*RECORDED DATA*
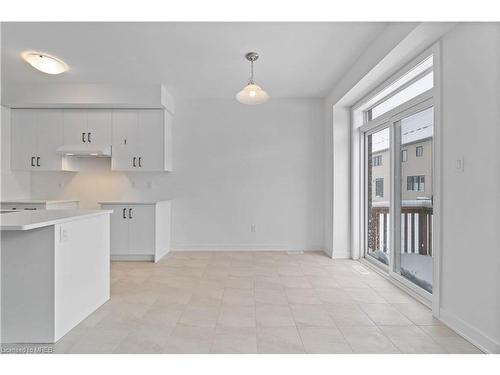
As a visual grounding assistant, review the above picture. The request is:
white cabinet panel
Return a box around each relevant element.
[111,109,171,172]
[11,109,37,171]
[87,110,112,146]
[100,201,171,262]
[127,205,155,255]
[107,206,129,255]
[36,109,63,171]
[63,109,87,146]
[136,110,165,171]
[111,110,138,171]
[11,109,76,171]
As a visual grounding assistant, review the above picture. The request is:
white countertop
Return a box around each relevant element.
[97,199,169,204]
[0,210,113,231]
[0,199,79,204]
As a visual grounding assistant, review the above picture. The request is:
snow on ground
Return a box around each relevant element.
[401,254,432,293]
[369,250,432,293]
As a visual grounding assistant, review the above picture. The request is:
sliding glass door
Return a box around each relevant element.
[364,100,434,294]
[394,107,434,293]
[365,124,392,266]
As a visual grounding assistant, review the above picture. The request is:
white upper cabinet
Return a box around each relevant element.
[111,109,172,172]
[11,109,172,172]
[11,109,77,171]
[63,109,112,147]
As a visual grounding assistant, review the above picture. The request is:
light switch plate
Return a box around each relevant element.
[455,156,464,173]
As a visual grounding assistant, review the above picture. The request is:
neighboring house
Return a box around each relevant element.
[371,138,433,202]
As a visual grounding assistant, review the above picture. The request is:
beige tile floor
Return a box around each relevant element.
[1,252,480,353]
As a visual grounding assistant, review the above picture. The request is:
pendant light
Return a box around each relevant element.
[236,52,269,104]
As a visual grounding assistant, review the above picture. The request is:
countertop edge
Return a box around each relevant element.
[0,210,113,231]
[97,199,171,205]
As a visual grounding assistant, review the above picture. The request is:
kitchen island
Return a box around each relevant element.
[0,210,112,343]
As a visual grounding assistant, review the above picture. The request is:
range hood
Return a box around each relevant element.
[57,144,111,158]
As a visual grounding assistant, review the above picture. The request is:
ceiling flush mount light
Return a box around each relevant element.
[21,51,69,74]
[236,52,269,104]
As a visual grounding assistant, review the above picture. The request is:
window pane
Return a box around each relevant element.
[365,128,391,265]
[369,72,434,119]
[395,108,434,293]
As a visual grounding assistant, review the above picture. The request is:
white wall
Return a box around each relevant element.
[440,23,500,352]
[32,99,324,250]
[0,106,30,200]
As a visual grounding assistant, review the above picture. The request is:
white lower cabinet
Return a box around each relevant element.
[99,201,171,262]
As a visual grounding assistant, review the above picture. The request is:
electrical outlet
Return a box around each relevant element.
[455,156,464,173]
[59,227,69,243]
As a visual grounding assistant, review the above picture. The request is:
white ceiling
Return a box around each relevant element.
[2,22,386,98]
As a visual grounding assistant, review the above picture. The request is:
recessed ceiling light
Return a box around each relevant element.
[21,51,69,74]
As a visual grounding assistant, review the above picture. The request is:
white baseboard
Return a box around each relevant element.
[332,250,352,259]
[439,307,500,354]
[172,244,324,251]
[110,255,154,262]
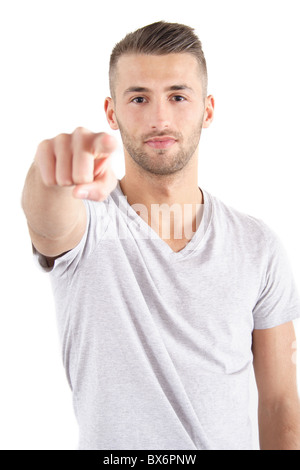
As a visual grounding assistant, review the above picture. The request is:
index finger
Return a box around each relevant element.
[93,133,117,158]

--

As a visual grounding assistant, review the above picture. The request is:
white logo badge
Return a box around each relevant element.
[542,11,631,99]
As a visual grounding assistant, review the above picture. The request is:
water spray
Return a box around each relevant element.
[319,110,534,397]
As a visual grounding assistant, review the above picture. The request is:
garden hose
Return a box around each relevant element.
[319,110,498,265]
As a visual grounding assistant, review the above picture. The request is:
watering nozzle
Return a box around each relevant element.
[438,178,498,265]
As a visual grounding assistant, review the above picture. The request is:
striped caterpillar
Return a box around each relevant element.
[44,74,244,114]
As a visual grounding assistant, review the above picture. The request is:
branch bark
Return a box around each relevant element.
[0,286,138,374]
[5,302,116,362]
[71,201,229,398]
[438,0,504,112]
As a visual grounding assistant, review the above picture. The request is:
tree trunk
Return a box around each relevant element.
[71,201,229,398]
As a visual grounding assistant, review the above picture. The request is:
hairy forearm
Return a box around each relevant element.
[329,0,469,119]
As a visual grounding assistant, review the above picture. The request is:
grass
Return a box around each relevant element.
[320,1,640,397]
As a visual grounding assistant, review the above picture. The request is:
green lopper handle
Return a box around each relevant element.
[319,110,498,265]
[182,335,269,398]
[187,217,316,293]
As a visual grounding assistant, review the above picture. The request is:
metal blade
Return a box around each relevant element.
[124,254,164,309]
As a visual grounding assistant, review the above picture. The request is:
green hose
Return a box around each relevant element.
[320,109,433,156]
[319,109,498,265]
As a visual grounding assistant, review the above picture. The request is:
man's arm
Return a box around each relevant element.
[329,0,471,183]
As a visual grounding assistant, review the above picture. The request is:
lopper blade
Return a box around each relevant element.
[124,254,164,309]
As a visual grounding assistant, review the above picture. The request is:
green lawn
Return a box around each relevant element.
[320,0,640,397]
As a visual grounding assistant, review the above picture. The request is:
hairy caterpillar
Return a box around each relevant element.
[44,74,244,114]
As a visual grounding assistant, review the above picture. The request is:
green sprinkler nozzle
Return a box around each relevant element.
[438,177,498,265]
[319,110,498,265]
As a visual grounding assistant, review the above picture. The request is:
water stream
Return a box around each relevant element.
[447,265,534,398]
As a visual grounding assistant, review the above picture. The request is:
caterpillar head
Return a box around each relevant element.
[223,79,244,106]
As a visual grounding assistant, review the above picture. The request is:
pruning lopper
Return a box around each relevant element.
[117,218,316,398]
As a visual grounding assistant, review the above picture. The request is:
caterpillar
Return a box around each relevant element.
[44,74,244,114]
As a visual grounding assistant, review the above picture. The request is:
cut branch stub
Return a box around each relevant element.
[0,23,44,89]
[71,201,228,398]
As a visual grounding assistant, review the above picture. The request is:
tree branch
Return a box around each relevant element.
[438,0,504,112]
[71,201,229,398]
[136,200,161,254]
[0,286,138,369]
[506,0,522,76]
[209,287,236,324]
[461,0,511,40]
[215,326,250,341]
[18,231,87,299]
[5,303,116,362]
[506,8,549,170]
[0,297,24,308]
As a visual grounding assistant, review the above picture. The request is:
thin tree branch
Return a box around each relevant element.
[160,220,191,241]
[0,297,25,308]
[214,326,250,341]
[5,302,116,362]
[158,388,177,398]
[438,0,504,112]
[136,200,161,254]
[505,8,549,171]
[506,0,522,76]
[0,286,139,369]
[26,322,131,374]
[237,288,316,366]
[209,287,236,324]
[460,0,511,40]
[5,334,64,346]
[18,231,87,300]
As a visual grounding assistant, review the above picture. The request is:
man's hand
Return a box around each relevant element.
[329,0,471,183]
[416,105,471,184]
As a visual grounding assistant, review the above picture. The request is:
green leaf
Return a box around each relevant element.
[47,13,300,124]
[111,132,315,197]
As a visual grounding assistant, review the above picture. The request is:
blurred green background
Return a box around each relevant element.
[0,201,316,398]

--

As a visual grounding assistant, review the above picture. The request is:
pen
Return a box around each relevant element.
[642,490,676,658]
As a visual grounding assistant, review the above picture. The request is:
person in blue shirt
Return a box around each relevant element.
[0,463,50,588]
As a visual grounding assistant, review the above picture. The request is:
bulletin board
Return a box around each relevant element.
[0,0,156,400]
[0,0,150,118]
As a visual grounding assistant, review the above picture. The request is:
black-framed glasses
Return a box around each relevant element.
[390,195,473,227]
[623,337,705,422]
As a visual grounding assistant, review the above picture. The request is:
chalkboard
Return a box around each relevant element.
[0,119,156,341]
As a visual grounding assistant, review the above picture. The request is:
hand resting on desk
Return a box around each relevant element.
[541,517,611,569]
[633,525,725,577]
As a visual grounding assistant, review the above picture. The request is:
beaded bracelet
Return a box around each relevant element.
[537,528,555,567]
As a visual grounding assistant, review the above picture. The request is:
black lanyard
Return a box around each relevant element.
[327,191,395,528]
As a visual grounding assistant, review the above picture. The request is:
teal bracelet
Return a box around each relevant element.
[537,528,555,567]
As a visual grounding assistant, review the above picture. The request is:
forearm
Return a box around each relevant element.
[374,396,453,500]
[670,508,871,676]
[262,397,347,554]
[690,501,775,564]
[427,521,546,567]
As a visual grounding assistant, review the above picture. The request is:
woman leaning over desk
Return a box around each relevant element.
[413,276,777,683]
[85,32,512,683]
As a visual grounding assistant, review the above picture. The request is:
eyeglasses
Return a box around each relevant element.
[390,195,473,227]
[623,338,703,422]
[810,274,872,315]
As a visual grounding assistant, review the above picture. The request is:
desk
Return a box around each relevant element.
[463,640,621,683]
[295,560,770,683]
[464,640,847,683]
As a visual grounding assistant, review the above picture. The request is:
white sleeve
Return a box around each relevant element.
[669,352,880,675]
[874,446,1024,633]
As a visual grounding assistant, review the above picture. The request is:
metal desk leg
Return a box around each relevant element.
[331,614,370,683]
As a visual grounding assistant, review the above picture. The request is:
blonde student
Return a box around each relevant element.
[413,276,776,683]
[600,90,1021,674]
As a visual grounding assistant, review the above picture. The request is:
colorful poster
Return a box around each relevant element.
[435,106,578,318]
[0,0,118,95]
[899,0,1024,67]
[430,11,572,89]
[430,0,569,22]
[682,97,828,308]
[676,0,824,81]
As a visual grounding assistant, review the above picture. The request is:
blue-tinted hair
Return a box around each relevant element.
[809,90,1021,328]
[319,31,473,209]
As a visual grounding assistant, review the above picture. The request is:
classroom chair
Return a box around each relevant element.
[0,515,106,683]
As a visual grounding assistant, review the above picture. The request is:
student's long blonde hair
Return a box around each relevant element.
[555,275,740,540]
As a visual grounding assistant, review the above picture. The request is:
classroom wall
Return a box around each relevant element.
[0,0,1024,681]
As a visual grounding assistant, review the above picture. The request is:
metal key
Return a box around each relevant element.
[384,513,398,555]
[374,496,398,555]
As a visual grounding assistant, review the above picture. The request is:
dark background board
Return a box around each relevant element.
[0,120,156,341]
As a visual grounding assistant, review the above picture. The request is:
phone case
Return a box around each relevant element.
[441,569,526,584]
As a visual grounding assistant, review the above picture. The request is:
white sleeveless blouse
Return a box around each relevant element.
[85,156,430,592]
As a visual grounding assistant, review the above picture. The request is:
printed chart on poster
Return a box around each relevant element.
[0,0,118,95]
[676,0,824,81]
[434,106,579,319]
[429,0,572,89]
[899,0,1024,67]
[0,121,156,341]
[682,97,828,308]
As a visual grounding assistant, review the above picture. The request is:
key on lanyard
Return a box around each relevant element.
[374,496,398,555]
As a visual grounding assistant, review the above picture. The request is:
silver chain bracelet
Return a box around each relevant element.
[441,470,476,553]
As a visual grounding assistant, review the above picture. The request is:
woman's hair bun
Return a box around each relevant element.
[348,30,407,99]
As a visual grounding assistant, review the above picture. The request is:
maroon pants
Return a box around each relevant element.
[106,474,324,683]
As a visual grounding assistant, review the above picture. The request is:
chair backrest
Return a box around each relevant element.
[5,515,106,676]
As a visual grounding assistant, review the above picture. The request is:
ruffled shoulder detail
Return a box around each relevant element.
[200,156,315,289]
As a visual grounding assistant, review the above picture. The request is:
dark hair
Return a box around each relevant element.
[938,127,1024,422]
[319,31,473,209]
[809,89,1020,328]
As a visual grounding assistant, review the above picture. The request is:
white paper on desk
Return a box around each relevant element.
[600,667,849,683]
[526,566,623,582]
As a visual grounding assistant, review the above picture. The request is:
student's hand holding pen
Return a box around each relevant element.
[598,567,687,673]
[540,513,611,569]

*EXERCISE AIM*
Pull out every line of the items above that contains the word "green".

*PROBLEM SOLUTION*
green lopper handle
green hose
green lawn
green sprinkler nozzle
green leaf
blurred green background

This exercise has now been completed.